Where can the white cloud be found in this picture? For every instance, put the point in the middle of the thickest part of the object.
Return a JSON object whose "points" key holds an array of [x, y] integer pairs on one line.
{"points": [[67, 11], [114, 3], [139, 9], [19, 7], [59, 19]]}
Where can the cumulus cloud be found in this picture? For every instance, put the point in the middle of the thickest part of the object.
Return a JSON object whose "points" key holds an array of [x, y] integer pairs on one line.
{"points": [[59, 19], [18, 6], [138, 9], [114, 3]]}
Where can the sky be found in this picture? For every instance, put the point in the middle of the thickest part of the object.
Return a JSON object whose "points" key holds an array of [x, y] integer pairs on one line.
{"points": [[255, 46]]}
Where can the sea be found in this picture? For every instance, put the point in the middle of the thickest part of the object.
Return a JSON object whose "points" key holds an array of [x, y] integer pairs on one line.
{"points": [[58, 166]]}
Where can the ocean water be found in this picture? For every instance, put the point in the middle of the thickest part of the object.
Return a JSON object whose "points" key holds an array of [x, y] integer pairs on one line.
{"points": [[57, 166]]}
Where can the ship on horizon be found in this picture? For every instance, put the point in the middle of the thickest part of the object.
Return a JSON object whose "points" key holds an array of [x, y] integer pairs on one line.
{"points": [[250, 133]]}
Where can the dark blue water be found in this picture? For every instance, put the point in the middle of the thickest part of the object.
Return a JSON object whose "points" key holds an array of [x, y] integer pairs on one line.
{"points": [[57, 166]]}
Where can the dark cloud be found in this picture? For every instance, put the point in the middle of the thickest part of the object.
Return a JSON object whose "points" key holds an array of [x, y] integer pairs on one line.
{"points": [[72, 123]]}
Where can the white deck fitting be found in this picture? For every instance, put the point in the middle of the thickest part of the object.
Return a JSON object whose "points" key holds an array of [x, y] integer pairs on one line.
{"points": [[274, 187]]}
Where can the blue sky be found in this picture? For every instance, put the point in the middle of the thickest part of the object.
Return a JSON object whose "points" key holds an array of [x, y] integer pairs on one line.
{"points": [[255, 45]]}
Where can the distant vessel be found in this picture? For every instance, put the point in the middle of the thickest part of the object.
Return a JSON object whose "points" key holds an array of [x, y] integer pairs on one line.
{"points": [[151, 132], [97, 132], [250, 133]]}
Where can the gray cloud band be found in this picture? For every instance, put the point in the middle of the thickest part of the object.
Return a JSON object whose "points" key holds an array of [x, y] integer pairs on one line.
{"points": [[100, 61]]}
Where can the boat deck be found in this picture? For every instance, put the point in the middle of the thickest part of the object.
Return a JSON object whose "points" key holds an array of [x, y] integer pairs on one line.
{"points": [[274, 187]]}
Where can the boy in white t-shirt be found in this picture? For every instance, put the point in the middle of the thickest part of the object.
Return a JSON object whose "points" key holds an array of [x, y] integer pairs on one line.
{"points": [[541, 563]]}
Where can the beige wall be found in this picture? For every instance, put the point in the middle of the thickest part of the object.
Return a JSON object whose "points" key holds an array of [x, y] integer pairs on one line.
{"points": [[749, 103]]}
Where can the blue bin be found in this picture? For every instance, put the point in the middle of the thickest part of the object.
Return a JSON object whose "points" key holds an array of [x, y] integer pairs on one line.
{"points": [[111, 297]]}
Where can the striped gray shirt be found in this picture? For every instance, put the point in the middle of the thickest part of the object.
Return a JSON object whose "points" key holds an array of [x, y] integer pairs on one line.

### [Exercise directions]
Return each line of the records above exactly as it reads.

### [Exercise response]
Where can the white cloud be found in this picture? For every instance, put the point in the middle of the thickest part of the object.
Return a JSON object whose "points" key holds an array of [x, y] integer pairs on one line.
{"points": [[67, 11], [114, 3], [139, 9], [19, 7], [59, 19]]}
Where can the cumulus cloud be found in this picture? For every instance, put the point in the middle of the thickest part of the object.
Return a JSON object whose "points" key holds an array of [x, y] integer pairs on one line.
{"points": [[59, 19], [18, 6], [138, 9], [114, 3]]}
Where can the sky be found in this picture? For every instance, put the point in the middle of the thickest part of the object.
Return a JSON object whose "points" key holds an array of [x, y] integer pairs on one line.
{"points": [[255, 46]]}
Where can the sea be found in this picture? For every instance, put the point in the middle of the thickest part of the object.
Return a JSON object whose "points" key holds an array of [x, y] integer pairs on one line.
{"points": [[58, 166]]}
Where can the ocean water be found in this picture? For every instance, put the point in the middle of the thickest part of the object.
Return a JSON object whose "points" key holds an array of [x, y] integer pairs on one line.
{"points": [[57, 166]]}
Where can the ship on horizon be found in this picture? For every instance, put the point in the middle of the thickest part of the object.
Return a JSON object whose "points" key holds an array of [x, y] integer pairs on one line.
{"points": [[250, 133]]}
Where can the dark blue water be found in this picture? For every instance, put the point in the middle of the thickest part of the object.
Return a JSON object whose "points" key holds an array of [x, y] integer pairs on one line.
{"points": [[57, 166]]}
Where can the dark cloud be found in this picture? For every instance, put the point in the middle of the thickest part of the object.
Return a JSON object whose "points" key holds an array of [x, y] integer pairs on one line.
{"points": [[72, 123]]}
Where can the white deck fitting be found in this picture? For every instance, put the point in the middle of the thickest part of the object.
Return a JSON object whose "points" key holds an array of [x, y] integer pairs on one line.
{"points": [[274, 187]]}
Where can the blue sky be found in this picture? For every instance, put the point in the middle of the thickest part of the object.
Return a JSON object whose "points" key holds an array of [x, y] integer pairs on one line.
{"points": [[255, 45]]}
Where can the distant vessel be found in this picture? For every instance, put the point in the middle of the thickest part of the object.
Return a JSON object whose "points" key holds an array of [x, y] integer pairs on one line.
{"points": [[151, 132], [97, 132], [250, 133]]}
Where can the gray cloud band be found in this picture? For every instance, put the point in the middle of the thickest part of the object.
Return a JSON object whose "points" key holds an array of [x, y] integer pairs on one line.
{"points": [[100, 61]]}
Where can the boat deck be found in this picture? For every instance, put the point in the middle of the thickest part of the object.
Return a JSON object whose "points" key holds an array of [x, y] integer pairs on one line.
{"points": [[274, 187]]}
Where can the boy in white t-shirt be found in this picture? For every instance, put the point in the middle of the thickest part of the object.
Return a JSON object whose "points" key holds an array of [x, y] integer pairs on one line.
{"points": [[541, 563]]}
Where can the beige wall be found in this picture? For every instance, put the point in the middle of the thickest part of the object.
Return a JSON object whose "points" key holds an array of [x, y] integer pairs on one line.
{"points": [[749, 103]]}
Where can the blue bin be found in this picture? For every instance, put the point in the middle of the thickest part of the object.
Return a JSON object whose "points" key holds an array of [x, y] integer pairs on one line.
{"points": [[111, 297]]}
Where can the striped gray shirt be found in this picture? For every instance, put the point in the middle of the thickest part of the object.
Return a JSON object whose "points" key holds an array of [x, y] integer pairs on one line.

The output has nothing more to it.